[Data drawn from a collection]
┌──

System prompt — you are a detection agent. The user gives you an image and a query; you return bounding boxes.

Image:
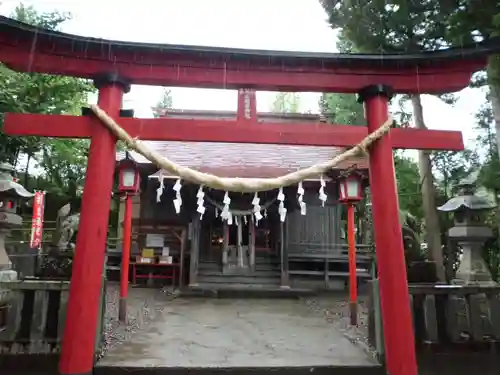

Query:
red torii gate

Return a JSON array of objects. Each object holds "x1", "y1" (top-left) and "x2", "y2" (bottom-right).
[{"x1": 0, "y1": 17, "x2": 500, "y2": 375}]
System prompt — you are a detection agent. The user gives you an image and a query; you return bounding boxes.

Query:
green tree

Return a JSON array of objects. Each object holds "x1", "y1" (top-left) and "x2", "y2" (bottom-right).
[
  {"x1": 271, "y1": 92, "x2": 300, "y2": 113},
  {"x1": 322, "y1": 0, "x2": 454, "y2": 280},
  {"x1": 153, "y1": 88, "x2": 173, "y2": 117},
  {"x1": 0, "y1": 5, "x2": 94, "y2": 209}
]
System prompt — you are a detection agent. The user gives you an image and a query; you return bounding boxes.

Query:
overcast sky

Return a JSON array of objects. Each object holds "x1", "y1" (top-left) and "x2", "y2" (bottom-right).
[{"x1": 0, "y1": 0, "x2": 484, "y2": 148}]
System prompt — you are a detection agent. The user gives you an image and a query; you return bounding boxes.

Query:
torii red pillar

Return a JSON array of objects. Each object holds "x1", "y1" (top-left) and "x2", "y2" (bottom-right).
[
  {"x1": 359, "y1": 85, "x2": 418, "y2": 375},
  {"x1": 59, "y1": 75, "x2": 130, "y2": 375}
]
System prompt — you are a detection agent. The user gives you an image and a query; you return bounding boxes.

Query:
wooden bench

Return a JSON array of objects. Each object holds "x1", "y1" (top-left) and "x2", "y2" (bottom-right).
[{"x1": 288, "y1": 245, "x2": 373, "y2": 281}]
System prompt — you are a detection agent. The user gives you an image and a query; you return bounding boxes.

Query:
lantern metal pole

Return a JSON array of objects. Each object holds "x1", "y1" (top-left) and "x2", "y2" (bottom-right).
[
  {"x1": 118, "y1": 193, "x2": 132, "y2": 323},
  {"x1": 347, "y1": 202, "x2": 358, "y2": 326}
]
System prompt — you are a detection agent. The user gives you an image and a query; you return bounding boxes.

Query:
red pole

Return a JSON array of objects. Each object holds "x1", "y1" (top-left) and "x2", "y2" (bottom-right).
[
  {"x1": 360, "y1": 85, "x2": 418, "y2": 375},
  {"x1": 59, "y1": 77, "x2": 126, "y2": 375},
  {"x1": 347, "y1": 203, "x2": 358, "y2": 326},
  {"x1": 118, "y1": 193, "x2": 132, "y2": 323}
]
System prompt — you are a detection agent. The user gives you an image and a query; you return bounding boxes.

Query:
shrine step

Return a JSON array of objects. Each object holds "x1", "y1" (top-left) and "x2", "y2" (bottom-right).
[
  {"x1": 198, "y1": 272, "x2": 280, "y2": 285},
  {"x1": 198, "y1": 260, "x2": 281, "y2": 272},
  {"x1": 182, "y1": 282, "x2": 316, "y2": 299},
  {"x1": 94, "y1": 365, "x2": 385, "y2": 375}
]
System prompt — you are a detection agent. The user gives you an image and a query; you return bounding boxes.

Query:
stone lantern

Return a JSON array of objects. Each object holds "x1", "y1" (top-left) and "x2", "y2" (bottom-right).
[
  {"x1": 0, "y1": 163, "x2": 34, "y2": 305},
  {"x1": 438, "y1": 179, "x2": 496, "y2": 286}
]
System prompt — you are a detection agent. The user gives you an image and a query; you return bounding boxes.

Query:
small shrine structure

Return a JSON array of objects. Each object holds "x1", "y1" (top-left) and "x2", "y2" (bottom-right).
[{"x1": 438, "y1": 178, "x2": 496, "y2": 286}]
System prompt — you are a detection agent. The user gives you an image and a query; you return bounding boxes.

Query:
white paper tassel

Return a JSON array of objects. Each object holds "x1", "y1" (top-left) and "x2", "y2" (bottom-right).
[
  {"x1": 297, "y1": 181, "x2": 306, "y2": 215},
  {"x1": 156, "y1": 172, "x2": 165, "y2": 203},
  {"x1": 252, "y1": 193, "x2": 262, "y2": 225},
  {"x1": 174, "y1": 179, "x2": 182, "y2": 214},
  {"x1": 196, "y1": 185, "x2": 206, "y2": 220},
  {"x1": 278, "y1": 187, "x2": 287, "y2": 222},
  {"x1": 319, "y1": 176, "x2": 328, "y2": 207},
  {"x1": 220, "y1": 191, "x2": 233, "y2": 225}
]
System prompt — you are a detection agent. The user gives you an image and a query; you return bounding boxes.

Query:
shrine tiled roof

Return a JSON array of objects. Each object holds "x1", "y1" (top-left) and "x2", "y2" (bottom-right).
[
  {"x1": 117, "y1": 141, "x2": 368, "y2": 178},
  {"x1": 117, "y1": 109, "x2": 368, "y2": 178}
]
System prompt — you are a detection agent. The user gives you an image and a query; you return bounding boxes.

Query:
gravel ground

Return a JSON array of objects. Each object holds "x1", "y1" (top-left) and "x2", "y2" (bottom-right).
[
  {"x1": 305, "y1": 294, "x2": 376, "y2": 358},
  {"x1": 101, "y1": 283, "x2": 176, "y2": 357},
  {"x1": 101, "y1": 284, "x2": 374, "y2": 362}
]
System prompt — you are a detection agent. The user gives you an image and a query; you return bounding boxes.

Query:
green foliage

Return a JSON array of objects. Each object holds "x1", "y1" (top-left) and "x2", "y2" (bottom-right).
[
  {"x1": 0, "y1": 5, "x2": 94, "y2": 214},
  {"x1": 271, "y1": 92, "x2": 300, "y2": 113},
  {"x1": 320, "y1": 94, "x2": 366, "y2": 125},
  {"x1": 154, "y1": 88, "x2": 173, "y2": 117},
  {"x1": 394, "y1": 152, "x2": 424, "y2": 221}
]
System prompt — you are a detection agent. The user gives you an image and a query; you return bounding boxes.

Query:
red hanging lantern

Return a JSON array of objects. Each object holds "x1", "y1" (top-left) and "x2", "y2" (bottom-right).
[
  {"x1": 118, "y1": 153, "x2": 141, "y2": 193},
  {"x1": 339, "y1": 173, "x2": 363, "y2": 203}
]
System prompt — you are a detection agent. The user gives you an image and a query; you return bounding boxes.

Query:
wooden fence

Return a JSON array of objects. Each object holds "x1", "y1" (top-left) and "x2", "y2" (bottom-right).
[
  {"x1": 368, "y1": 279, "x2": 500, "y2": 358},
  {"x1": 0, "y1": 278, "x2": 106, "y2": 355}
]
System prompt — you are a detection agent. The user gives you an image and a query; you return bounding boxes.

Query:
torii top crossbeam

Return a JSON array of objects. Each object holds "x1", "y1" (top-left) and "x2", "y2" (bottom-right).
[
  {"x1": 0, "y1": 17, "x2": 500, "y2": 375},
  {"x1": 0, "y1": 17, "x2": 500, "y2": 93}
]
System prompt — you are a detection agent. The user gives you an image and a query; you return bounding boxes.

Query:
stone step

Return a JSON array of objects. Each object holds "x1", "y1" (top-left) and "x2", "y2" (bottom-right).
[
  {"x1": 198, "y1": 270, "x2": 281, "y2": 278},
  {"x1": 198, "y1": 274, "x2": 280, "y2": 285},
  {"x1": 198, "y1": 262, "x2": 281, "y2": 272}
]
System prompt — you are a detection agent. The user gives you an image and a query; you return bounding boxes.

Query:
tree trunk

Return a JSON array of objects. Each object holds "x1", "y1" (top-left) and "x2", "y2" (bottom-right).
[
  {"x1": 411, "y1": 95, "x2": 446, "y2": 282},
  {"x1": 23, "y1": 154, "x2": 31, "y2": 189},
  {"x1": 490, "y1": 83, "x2": 500, "y2": 258}
]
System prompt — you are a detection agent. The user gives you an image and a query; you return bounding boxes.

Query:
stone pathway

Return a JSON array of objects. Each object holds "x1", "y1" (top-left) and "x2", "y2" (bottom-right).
[{"x1": 98, "y1": 288, "x2": 376, "y2": 367}]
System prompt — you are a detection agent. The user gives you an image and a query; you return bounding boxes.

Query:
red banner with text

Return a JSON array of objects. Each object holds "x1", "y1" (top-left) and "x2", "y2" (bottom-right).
[{"x1": 30, "y1": 191, "x2": 45, "y2": 249}]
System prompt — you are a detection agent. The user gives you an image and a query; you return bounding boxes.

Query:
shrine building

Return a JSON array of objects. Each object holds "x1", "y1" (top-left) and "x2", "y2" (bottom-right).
[{"x1": 117, "y1": 90, "x2": 371, "y2": 290}]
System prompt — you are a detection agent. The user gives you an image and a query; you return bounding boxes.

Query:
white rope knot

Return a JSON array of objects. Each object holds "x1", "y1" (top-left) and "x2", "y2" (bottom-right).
[
  {"x1": 297, "y1": 181, "x2": 307, "y2": 215},
  {"x1": 319, "y1": 175, "x2": 328, "y2": 207},
  {"x1": 156, "y1": 171, "x2": 165, "y2": 203},
  {"x1": 220, "y1": 191, "x2": 233, "y2": 225},
  {"x1": 252, "y1": 193, "x2": 263, "y2": 225},
  {"x1": 278, "y1": 187, "x2": 287, "y2": 223},
  {"x1": 196, "y1": 185, "x2": 206, "y2": 220},
  {"x1": 174, "y1": 179, "x2": 182, "y2": 214}
]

└──

YOUR INSTRUCTIONS: Which lines of the records contain the word "lantern"? Report each of them in full.

PROBLEM SOLUTION:
lantern metal pole
stone lantern
red hanging lantern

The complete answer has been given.